▸ Work required:
Collect every line in the listing below that contains the word "serrated", and copy each one as it appears.

Raw records:
◇ ◇ ◇ ◇

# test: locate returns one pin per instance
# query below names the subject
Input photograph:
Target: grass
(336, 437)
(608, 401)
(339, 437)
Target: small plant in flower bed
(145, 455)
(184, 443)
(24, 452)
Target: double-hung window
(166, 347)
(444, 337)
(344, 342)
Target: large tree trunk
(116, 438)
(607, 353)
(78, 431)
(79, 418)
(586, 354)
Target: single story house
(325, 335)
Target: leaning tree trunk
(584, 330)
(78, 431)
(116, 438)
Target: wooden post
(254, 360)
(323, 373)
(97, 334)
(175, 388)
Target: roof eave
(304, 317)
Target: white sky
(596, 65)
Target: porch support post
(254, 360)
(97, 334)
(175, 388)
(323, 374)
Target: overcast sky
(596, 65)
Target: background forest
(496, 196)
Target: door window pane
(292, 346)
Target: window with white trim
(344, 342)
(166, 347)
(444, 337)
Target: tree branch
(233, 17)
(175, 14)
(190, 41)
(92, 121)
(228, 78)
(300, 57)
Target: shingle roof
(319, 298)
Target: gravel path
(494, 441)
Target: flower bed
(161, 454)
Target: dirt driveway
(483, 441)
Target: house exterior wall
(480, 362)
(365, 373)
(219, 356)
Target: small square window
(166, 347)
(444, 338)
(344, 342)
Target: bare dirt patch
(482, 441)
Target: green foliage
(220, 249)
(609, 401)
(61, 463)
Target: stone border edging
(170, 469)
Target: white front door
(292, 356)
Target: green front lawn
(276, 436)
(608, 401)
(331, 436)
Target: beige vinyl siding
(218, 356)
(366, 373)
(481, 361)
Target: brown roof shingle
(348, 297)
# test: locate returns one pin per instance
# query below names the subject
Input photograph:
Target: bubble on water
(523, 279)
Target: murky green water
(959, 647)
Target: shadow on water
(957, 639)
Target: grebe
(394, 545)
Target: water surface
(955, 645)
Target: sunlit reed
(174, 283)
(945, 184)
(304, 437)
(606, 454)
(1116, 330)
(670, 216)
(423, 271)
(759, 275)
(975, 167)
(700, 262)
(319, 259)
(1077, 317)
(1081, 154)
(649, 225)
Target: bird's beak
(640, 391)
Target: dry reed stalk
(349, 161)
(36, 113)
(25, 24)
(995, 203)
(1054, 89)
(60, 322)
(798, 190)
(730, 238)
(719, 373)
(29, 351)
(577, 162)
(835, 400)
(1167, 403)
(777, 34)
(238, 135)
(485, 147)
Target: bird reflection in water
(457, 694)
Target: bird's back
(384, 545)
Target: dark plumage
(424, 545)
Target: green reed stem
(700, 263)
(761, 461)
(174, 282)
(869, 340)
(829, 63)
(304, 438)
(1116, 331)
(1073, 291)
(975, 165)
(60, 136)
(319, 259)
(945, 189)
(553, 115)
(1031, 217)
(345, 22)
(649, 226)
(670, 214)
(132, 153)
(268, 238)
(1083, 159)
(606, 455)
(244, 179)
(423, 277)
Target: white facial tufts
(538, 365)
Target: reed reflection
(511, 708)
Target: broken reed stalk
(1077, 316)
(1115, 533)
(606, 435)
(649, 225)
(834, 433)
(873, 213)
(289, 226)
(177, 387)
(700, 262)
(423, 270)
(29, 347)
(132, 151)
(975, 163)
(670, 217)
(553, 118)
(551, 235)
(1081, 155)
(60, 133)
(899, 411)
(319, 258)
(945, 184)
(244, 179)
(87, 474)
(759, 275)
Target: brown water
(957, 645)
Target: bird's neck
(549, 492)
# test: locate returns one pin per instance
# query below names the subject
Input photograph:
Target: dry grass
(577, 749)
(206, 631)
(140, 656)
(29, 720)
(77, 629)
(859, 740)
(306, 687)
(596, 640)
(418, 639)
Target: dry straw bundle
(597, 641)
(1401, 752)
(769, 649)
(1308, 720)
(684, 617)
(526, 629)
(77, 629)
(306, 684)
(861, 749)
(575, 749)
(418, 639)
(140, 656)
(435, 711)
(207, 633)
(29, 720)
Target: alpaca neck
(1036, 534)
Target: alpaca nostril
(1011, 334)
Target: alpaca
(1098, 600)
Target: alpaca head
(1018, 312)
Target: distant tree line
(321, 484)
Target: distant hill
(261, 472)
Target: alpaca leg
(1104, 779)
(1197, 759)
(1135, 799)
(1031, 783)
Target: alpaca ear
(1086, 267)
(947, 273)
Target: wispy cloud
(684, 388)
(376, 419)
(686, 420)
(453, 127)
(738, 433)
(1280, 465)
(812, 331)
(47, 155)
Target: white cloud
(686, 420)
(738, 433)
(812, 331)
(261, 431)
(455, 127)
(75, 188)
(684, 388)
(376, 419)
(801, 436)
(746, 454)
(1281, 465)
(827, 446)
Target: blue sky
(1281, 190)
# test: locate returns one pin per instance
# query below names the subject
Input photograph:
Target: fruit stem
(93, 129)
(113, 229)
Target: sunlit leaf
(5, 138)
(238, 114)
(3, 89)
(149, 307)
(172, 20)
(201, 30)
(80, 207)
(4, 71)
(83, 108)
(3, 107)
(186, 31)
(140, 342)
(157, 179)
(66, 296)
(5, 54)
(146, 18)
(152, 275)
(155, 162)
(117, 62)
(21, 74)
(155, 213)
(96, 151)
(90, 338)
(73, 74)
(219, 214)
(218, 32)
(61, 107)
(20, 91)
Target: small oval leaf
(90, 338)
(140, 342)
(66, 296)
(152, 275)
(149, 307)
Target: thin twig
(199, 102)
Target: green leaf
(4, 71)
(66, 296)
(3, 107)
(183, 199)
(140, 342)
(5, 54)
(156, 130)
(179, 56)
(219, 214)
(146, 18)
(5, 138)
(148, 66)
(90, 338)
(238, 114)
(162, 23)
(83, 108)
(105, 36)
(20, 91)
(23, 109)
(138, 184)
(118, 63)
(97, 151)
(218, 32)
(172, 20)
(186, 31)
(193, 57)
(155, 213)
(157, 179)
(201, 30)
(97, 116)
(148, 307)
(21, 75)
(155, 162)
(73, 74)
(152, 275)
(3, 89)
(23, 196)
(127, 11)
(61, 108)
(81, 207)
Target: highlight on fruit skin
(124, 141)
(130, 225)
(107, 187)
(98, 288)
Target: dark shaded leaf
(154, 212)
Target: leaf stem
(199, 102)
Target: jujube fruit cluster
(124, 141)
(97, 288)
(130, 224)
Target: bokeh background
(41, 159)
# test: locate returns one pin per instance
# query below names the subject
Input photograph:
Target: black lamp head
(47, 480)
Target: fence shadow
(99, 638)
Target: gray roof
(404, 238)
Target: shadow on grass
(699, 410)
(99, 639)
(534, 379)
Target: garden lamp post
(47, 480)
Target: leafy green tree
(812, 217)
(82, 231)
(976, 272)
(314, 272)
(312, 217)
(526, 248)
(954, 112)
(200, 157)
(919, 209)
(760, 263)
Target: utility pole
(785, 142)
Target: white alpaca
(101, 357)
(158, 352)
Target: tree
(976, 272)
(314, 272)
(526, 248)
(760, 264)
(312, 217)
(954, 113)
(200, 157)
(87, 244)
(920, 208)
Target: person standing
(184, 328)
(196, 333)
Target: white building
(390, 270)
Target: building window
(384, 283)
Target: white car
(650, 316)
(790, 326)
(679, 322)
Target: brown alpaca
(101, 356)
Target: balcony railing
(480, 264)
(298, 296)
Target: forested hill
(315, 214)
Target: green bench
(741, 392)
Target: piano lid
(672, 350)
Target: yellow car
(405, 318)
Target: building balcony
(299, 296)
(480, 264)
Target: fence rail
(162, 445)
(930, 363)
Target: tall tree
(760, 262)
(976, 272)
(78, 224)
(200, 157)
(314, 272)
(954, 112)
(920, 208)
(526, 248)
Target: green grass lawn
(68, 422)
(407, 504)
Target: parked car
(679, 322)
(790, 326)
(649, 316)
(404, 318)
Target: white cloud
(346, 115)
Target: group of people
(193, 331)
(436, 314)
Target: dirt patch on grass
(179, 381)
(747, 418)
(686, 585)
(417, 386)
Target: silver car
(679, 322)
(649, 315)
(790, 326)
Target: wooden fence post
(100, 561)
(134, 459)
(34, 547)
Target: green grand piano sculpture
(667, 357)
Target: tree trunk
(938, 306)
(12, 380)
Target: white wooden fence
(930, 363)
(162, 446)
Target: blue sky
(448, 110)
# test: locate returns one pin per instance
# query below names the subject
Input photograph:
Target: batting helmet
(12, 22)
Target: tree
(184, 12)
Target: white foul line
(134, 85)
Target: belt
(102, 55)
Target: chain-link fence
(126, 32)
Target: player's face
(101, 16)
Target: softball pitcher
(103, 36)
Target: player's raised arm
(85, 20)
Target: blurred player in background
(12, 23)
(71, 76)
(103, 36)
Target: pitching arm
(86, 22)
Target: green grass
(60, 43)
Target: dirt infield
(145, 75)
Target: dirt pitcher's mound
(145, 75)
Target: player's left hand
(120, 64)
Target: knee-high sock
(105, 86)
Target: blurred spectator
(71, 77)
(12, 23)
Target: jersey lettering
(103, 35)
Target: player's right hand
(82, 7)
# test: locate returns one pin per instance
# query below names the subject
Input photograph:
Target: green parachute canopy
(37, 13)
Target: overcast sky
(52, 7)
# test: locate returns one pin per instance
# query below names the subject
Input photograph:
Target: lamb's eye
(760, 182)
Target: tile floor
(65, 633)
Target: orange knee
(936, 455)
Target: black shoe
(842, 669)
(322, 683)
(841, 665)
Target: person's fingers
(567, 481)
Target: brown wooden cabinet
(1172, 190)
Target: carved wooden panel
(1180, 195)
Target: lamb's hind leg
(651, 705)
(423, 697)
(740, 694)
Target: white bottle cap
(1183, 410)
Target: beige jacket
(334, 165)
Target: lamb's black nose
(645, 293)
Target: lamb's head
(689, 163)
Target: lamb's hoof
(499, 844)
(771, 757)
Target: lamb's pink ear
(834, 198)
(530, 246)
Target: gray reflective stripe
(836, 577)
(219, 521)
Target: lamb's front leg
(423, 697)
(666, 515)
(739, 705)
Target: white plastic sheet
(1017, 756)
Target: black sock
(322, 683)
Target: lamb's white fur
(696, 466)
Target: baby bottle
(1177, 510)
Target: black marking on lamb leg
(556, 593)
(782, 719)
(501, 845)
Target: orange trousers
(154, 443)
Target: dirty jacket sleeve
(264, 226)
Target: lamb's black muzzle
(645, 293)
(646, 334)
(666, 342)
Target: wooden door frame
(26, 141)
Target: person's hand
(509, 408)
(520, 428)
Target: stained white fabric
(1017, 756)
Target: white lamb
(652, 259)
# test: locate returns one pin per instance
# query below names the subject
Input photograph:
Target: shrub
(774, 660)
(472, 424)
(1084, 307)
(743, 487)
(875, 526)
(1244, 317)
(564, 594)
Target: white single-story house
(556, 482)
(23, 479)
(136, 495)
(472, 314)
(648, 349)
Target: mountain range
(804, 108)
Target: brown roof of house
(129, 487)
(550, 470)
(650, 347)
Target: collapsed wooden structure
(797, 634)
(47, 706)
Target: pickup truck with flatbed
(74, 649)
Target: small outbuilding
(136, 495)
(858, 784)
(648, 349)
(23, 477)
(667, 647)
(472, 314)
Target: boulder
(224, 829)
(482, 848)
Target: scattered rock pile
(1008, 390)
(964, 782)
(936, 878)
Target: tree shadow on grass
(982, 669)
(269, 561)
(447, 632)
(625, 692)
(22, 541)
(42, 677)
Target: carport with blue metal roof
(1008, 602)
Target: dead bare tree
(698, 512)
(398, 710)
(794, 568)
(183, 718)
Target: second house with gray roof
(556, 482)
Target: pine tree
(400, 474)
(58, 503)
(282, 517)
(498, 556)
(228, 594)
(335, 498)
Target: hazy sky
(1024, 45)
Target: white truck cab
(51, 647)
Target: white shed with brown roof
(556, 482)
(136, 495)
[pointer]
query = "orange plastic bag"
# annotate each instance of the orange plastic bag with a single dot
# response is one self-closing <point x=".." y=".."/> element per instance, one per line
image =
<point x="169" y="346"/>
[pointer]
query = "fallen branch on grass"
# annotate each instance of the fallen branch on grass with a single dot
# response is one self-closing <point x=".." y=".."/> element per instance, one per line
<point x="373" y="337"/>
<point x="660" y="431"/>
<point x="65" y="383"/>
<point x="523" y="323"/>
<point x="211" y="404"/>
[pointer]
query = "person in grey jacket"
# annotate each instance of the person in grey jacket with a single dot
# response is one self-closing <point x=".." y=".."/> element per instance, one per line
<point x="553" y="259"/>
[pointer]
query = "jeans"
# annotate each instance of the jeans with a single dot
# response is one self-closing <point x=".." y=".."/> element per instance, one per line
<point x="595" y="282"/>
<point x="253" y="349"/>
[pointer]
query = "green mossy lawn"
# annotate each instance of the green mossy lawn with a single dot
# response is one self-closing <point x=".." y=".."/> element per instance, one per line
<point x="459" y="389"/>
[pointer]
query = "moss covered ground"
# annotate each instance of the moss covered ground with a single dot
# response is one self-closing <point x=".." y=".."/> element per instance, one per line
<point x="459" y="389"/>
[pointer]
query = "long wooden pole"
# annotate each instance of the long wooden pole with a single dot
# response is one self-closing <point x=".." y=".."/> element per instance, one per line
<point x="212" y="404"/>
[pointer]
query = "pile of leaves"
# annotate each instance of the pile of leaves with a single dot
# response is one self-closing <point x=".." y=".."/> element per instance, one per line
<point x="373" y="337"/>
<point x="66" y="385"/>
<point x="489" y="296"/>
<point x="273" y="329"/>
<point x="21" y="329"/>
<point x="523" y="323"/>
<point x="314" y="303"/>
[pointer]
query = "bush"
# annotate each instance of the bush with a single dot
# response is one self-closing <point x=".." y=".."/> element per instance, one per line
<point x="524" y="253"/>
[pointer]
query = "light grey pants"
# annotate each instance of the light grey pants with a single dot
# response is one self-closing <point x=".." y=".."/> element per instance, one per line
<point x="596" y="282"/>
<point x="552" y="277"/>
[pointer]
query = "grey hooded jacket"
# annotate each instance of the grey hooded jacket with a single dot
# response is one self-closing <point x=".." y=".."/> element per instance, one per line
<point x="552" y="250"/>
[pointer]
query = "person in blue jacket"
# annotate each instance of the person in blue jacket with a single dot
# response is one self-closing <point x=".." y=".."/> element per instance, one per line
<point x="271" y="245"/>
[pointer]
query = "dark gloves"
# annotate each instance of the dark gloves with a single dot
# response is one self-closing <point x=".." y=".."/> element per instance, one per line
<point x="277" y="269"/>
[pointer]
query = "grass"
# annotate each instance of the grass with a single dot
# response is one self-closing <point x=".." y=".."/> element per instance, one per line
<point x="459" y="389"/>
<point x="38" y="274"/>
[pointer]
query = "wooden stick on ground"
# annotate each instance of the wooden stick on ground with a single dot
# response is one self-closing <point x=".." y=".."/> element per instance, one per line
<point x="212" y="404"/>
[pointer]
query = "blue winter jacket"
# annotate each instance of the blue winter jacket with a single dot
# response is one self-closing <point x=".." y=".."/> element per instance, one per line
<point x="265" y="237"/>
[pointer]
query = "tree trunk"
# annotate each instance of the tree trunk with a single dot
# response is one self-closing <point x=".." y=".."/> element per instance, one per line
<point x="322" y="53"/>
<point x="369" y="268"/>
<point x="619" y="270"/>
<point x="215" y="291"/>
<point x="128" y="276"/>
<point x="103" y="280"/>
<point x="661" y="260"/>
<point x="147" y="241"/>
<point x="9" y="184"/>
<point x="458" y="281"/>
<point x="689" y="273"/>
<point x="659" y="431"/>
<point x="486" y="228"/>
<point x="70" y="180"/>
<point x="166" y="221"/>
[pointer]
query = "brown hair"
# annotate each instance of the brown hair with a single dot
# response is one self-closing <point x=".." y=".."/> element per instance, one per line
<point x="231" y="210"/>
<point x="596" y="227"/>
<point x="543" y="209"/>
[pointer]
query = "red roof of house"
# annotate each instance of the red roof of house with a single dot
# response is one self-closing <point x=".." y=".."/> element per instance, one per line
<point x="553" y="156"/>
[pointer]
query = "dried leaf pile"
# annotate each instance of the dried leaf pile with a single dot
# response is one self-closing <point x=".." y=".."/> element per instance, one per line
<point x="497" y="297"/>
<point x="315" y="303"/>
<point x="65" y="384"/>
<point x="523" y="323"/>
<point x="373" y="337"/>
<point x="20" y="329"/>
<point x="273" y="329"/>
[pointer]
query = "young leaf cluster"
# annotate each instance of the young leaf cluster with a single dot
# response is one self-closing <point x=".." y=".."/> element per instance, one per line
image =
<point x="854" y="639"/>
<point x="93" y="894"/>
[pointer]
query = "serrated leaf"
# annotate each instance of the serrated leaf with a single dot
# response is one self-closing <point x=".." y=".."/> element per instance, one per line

◇ ◇ ◇ ◇

▸ Answer to the exercise:
query = "serrated leaf"
# annotate each instance of the serrated leaf with a single dot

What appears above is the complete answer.